(Beginning of INPUT DATA)

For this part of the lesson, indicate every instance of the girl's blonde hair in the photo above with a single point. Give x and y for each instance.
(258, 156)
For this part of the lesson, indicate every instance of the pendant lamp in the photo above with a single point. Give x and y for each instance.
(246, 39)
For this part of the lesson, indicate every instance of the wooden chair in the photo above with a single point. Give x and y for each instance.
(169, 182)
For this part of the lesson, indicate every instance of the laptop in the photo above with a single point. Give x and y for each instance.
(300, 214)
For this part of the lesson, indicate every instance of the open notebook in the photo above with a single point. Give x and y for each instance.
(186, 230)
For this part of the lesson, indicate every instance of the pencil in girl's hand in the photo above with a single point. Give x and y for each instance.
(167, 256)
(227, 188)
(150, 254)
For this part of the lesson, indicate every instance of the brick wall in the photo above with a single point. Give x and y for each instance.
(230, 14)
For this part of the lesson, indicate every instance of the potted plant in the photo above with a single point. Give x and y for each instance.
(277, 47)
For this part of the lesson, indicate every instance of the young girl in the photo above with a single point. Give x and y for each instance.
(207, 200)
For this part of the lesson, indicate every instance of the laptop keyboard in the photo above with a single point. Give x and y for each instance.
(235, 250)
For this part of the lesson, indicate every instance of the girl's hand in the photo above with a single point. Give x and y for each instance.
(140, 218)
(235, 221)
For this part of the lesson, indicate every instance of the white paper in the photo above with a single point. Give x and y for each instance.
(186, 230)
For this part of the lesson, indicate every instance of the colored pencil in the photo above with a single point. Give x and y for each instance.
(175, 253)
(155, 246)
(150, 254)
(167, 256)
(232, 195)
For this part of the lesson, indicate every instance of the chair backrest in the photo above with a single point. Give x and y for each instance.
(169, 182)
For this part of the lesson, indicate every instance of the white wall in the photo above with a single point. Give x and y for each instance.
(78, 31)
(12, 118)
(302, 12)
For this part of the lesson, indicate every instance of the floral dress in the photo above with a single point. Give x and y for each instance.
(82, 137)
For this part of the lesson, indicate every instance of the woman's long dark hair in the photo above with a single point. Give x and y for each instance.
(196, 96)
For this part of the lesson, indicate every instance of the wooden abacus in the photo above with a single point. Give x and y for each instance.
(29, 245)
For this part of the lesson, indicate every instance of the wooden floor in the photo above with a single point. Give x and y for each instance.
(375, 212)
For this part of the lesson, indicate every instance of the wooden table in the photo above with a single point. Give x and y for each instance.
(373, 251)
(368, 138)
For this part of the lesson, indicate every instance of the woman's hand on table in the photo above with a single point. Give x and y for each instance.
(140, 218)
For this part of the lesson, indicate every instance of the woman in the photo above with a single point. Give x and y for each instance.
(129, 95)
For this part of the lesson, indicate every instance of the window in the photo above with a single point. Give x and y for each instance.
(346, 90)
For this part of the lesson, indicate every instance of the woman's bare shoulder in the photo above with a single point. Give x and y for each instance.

(End of INPUT DATA)
(Beginning of INPUT DATA)

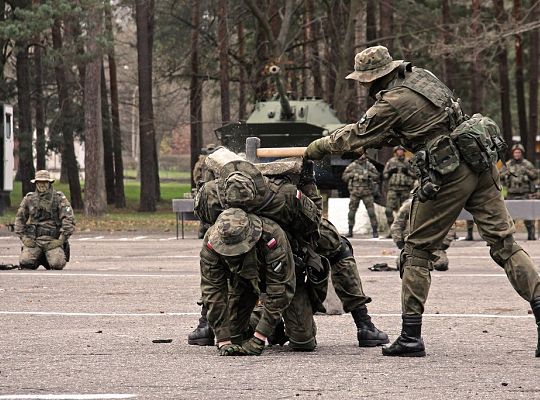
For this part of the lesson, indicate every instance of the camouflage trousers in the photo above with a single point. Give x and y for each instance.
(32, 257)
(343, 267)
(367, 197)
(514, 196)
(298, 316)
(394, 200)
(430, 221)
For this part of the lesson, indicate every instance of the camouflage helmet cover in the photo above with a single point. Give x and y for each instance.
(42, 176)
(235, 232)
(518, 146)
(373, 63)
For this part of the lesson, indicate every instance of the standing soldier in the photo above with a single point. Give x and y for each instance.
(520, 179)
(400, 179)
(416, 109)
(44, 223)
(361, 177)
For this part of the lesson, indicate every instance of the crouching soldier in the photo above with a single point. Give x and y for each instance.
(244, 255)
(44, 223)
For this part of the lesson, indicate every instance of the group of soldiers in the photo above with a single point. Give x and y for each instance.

(End of INPUT DATA)
(Beginning of INPUT DATA)

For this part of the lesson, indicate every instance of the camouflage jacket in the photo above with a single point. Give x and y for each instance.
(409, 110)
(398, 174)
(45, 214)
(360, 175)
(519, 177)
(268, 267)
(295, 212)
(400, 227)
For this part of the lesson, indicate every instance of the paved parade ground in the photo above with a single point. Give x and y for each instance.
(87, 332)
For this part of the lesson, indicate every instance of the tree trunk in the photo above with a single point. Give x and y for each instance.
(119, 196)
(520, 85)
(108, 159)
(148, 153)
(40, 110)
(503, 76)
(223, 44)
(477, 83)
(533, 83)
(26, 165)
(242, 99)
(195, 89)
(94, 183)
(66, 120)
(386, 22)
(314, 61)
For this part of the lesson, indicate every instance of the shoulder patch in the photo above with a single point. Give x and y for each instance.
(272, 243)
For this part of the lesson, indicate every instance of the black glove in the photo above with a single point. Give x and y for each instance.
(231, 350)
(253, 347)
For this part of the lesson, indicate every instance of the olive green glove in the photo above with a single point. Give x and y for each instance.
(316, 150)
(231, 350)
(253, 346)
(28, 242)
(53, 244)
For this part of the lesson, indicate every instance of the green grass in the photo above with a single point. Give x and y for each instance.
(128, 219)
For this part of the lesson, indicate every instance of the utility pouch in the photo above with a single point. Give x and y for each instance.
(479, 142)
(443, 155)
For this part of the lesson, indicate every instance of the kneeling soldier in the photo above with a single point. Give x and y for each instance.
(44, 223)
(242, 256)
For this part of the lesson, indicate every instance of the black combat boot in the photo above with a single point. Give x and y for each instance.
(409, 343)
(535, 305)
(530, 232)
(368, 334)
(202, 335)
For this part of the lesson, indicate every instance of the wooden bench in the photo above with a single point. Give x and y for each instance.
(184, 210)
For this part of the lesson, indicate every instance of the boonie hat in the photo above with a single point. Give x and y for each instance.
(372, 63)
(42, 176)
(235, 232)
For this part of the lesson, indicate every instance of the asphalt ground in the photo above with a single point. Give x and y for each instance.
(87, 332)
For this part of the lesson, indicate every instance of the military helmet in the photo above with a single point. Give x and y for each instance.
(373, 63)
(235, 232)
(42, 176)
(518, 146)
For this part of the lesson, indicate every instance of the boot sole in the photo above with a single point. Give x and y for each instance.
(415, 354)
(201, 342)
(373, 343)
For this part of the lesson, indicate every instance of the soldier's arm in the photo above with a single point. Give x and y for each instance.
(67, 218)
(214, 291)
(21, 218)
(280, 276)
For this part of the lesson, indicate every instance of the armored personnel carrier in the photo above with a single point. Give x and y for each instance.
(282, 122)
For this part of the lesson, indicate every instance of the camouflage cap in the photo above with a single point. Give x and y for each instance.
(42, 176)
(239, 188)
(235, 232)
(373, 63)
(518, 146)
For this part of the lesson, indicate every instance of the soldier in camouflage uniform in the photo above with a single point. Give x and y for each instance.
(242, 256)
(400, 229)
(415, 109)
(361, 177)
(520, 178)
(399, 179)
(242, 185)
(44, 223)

(End of INPUT DATA)

INSTRUCTIONS TO FOLLOW –
Give back the records above exactly, limited to the lines between the one holding "the wooden floor" and the one holding "the woman's bare", inclusive.

WRITTEN RESPONSE –
For this part of the lesson, indicate every instance of the wooden floor in the photo above with a single point. Give x and y for each instance.
(375, 212)
For this part of the lesson, indicate every instance of the wooden table in the photo above with a single point. Give x and y for each instance.
(373, 251)
(368, 138)
For this part of the lesson, indicate every instance of the woman's hand on table in the photo above with a single point. Give x and y for each instance.
(140, 218)
For this part of the lesson, indicate every instance of the woman in the photo above with a single point. Give x and y for each instance.
(129, 95)
For this part of the lesson, indicate every instance of the window in the photo above with a single point. Give x and y for each instance.
(346, 90)
For this part of the lesson, indicate every instance of the woman's bare shoulder in the photo above with a single point. Give x and y for each instance.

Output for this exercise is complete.